***** Page extract *****

You are viewing a plain text version of this content. The canonical link for it is here.
Posted to user@pig.apache.org by jiang licht <li...@yahoo.com> on 2010/08/26 00:52:24 UTC

Pig restricts size of mapper/reducer output?

Is there a way to tell Pig to restrict the size of map/reduce output that can be saved to dfs? E.g. if a job creates over-limit data, it won't be allowed to save the result to the dfs and the job will fail. 

This will help to prevent unexpected huge data from being saved to dfs by mapper/reducer created by a Pig script. This means we have an estimate of how much data will be generated by a Pig script in advance. Then, with this quota, if over-sized result is generated, it won't be saved and the job fails.

Thanks,
Michael


      

Re: Pig restricts size of mapper/reducer output?

Posted by Alan Gates <ga...@yahoo-inc.com>.
HDFS supports quotas, so you can control it that way, but obviously  
this will affect all your HDFS users not just Pig scripts.

Alan.

On Aug 25, 2010, at 3:52 PM, jiang licht wrote:

> Is there a way to tell Pig to restrict the size of map/reduce output  
> that can be saved to dfs? E.g. if a job creates over-limit data, it  
> won't be allowed to save the result to the dfs and the job will fail.
>
> This will help to prevent unexpected huge data from being saved to  
> dfs by mapper/reducer created by a Pig script. This means we have an  
> estimate of how much data will be generated by a Pig script in  
> advance. Then, with this quota, if over-sized result is generated,  
> it won't be saved and the job fails.
>
> Thanks,
> Michael
>
>

*****

[Exercise A] Return each line of the records below that contains the word "umbrella". Case matters.

***** The records *****

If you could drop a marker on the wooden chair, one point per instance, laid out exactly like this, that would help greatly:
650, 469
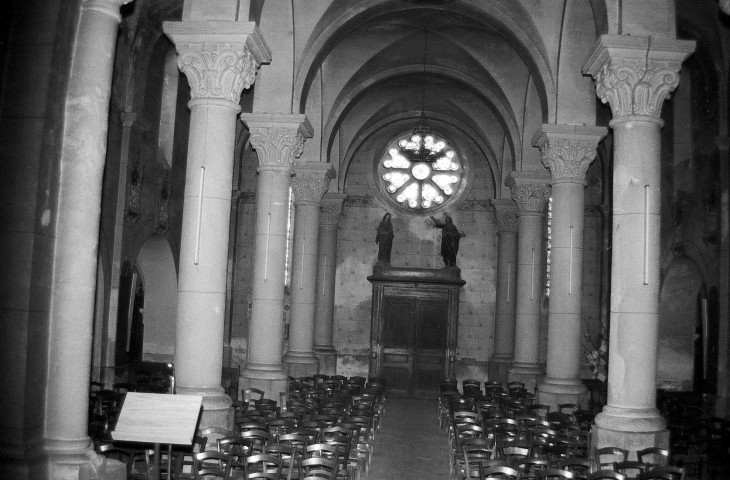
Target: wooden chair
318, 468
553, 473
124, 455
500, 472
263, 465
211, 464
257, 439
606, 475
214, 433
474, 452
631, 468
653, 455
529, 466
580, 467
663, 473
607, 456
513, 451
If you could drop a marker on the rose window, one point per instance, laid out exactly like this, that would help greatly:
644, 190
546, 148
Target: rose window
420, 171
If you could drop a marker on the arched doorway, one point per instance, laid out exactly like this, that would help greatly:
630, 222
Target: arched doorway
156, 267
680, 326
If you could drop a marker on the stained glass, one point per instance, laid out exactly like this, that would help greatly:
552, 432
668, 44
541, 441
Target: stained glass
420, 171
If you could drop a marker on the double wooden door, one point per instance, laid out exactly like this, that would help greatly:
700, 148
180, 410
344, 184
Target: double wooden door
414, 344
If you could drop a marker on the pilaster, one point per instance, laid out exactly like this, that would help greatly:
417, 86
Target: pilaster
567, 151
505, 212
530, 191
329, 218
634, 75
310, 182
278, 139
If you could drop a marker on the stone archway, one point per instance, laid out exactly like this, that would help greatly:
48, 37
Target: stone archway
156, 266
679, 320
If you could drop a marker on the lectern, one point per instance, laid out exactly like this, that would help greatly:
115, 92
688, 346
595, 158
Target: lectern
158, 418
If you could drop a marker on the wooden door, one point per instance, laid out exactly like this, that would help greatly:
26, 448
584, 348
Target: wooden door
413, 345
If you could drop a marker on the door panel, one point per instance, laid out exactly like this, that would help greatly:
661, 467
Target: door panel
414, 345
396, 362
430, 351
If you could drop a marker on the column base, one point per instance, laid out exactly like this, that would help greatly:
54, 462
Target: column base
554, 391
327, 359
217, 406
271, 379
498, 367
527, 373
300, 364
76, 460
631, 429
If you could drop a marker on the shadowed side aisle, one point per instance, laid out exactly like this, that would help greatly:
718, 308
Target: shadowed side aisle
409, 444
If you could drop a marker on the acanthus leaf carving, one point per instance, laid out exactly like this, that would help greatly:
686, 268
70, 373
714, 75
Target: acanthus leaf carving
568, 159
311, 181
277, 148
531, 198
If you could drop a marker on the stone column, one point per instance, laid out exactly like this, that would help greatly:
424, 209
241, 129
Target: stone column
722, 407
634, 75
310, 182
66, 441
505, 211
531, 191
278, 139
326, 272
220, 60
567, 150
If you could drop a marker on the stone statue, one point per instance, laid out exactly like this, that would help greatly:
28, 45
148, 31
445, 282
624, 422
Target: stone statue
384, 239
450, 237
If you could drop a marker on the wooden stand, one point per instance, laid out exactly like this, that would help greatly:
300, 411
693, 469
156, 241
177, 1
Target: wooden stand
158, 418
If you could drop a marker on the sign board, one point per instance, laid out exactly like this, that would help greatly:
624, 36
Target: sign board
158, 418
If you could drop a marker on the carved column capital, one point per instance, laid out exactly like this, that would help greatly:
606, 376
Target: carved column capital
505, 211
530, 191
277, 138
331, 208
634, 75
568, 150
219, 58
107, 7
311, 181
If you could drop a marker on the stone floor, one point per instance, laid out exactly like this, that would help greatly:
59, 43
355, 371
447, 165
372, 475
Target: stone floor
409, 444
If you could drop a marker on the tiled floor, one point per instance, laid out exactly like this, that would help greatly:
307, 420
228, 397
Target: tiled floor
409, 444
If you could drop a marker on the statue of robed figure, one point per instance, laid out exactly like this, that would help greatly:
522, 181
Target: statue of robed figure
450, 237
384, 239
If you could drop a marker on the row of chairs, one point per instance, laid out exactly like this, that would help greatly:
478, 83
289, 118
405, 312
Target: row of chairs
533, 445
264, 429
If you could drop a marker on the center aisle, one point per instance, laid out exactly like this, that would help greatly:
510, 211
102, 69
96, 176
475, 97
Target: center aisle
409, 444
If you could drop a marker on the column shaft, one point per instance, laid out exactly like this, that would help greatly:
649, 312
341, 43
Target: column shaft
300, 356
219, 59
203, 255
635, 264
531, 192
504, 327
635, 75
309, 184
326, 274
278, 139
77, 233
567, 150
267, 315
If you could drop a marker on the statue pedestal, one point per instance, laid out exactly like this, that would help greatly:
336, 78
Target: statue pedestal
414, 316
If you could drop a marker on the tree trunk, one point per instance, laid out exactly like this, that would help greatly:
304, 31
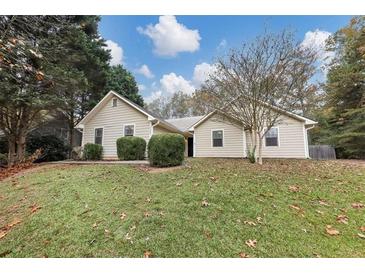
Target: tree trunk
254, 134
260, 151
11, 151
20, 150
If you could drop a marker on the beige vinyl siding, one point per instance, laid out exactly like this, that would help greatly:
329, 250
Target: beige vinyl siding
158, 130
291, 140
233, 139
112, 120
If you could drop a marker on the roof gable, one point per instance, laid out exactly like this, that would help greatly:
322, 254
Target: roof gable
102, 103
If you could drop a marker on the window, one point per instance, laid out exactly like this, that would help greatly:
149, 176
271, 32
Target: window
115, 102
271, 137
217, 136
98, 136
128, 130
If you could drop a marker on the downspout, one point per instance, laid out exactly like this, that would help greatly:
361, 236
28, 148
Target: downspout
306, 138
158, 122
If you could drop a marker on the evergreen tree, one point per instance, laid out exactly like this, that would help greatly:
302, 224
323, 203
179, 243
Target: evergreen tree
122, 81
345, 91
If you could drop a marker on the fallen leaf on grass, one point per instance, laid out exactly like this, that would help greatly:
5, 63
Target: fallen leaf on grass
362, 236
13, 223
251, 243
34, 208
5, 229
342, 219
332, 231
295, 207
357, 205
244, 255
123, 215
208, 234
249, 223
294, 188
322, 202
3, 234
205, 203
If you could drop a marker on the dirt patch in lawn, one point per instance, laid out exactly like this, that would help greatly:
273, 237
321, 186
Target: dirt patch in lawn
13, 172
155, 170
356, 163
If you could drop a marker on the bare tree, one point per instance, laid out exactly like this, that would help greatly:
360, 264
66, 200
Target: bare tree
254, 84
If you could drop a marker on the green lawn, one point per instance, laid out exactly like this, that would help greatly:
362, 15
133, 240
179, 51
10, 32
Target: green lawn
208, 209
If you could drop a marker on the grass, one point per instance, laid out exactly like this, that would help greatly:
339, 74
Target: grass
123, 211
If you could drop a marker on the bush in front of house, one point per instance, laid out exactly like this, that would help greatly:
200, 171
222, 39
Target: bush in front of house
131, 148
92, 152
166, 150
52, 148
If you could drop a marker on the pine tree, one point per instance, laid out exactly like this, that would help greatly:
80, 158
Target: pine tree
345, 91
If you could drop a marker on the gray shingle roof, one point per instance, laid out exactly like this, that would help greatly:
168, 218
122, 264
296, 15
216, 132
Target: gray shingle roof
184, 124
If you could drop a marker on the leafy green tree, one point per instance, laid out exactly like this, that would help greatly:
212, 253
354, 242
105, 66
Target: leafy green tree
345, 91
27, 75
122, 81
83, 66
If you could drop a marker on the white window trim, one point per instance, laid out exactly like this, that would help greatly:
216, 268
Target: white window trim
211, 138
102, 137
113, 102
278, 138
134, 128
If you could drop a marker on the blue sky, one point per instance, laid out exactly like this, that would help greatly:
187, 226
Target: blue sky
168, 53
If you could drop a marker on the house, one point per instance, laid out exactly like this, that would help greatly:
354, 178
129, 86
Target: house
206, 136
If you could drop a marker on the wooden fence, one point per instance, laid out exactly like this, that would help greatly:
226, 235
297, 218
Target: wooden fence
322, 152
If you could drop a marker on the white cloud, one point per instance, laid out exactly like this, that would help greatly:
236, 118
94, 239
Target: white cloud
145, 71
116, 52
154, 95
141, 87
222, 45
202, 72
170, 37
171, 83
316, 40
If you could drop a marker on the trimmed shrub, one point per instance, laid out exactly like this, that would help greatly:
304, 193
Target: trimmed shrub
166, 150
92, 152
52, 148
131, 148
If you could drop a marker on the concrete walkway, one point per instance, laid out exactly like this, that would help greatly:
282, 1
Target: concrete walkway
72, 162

*****
***** The records *****

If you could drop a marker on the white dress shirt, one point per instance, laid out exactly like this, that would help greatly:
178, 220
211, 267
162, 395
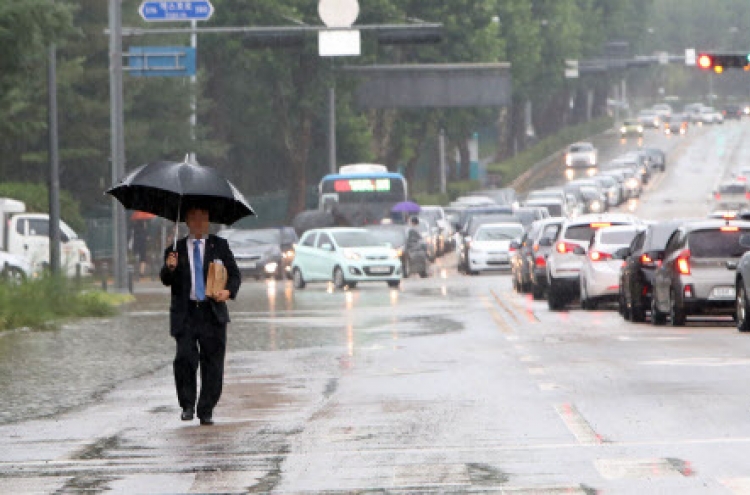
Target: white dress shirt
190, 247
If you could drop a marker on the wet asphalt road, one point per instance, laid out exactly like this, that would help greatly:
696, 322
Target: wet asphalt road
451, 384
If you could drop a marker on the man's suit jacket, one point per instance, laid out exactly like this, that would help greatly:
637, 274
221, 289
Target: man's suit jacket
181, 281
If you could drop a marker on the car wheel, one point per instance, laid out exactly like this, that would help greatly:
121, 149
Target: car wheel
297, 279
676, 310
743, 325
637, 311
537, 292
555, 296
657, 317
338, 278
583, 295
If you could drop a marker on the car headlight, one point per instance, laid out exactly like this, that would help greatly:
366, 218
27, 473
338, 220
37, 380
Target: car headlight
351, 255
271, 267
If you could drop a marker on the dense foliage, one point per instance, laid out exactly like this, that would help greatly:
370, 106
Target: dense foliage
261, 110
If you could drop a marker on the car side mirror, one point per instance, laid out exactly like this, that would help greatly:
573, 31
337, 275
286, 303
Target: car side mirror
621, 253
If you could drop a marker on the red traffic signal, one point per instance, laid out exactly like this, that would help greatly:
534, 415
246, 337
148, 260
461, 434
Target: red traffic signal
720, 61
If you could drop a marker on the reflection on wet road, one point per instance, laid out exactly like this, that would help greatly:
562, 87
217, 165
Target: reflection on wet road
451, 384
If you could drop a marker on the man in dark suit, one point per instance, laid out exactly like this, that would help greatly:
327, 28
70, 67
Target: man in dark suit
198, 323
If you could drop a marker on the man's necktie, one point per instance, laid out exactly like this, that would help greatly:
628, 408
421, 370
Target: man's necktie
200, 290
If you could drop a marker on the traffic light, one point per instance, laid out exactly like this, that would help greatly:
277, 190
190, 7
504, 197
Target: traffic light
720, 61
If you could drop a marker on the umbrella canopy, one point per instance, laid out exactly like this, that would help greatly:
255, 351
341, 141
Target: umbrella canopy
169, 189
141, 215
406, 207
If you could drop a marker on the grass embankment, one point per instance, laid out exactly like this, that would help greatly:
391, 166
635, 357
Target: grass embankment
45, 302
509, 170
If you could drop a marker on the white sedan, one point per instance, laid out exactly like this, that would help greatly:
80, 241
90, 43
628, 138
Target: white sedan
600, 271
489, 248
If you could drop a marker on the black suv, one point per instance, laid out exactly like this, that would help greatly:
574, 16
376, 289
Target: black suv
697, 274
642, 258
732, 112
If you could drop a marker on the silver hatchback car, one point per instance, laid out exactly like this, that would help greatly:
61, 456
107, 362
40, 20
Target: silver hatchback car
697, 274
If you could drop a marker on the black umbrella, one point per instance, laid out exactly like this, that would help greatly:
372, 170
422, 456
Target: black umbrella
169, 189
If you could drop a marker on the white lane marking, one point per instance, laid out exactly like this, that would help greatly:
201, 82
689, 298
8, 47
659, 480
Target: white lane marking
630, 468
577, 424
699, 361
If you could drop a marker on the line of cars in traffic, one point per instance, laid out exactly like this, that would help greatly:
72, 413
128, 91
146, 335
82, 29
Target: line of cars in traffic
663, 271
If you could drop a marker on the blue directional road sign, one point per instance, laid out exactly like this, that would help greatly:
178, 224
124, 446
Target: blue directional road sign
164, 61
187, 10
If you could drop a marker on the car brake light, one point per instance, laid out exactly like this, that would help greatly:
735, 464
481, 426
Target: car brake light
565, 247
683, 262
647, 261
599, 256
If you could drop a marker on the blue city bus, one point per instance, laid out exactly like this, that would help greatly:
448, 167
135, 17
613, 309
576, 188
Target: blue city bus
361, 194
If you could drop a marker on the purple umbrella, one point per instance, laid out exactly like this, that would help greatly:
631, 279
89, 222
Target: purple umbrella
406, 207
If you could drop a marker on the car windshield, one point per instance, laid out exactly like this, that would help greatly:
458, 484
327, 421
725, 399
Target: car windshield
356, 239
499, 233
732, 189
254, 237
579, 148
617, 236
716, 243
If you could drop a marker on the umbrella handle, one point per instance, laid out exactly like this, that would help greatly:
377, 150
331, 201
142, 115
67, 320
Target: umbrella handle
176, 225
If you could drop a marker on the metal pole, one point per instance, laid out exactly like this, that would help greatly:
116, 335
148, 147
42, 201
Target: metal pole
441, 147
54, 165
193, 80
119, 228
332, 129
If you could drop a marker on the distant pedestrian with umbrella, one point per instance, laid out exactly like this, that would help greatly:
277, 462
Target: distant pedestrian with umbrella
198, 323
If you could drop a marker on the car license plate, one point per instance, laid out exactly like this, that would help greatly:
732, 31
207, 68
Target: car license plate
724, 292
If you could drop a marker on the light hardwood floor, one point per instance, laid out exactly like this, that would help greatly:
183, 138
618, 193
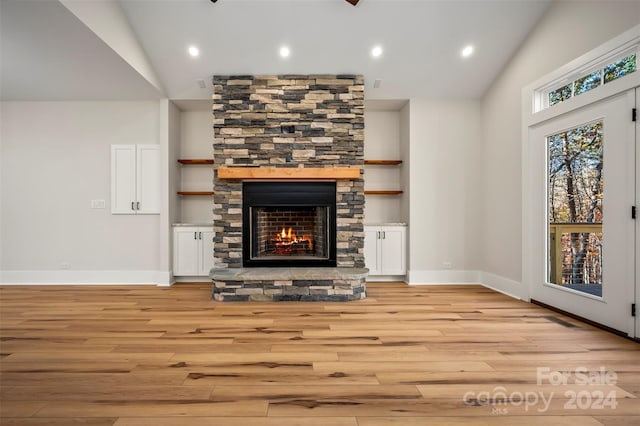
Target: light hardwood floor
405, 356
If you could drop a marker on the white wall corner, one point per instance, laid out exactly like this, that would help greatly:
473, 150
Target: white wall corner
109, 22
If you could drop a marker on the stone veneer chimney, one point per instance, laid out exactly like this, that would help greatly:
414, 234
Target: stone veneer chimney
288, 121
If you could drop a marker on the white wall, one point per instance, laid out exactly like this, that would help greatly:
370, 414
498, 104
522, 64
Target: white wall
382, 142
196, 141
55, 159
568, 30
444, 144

*****

[Exercise B] Set down, word for word, the stretch of the Pig output-size thread above from "Re: Pig restricts" through "just Pig scripts.".

[Final answer A]
If you could drop a marker on the umbrella canopy, one point per instance, laid out exactly like this, that would help greatly:
Target: umbrella canopy
If you could drop a marker on the black umbrella, one point per instance, laid out exactly like this, that would help greatly:
Target: black umbrella
If you could drop a marker on the purple umbrella, one point per instance, laid out exactly like this, that would help greatly:
Target: purple umbrella
If you could drop a marker on the umbrella handle, one point per instance, laid out exactly like this, that would help greatly:
Target: umbrella handle
If you could drop a marker on the distant pedestrian with umbrella, one point per instance, laid out exactly like this, that would help greatly:
Target: distant pedestrian with umbrella

[Final answer B]
Re: Pig restricts size of mapper/reducer output?

Posted by Alan Gates <ga...@yahoo-inc.com>.
HDFS supports quotas, so you can control it that way, but obviously  
this will affect all your HDFS users not just Pig scripts.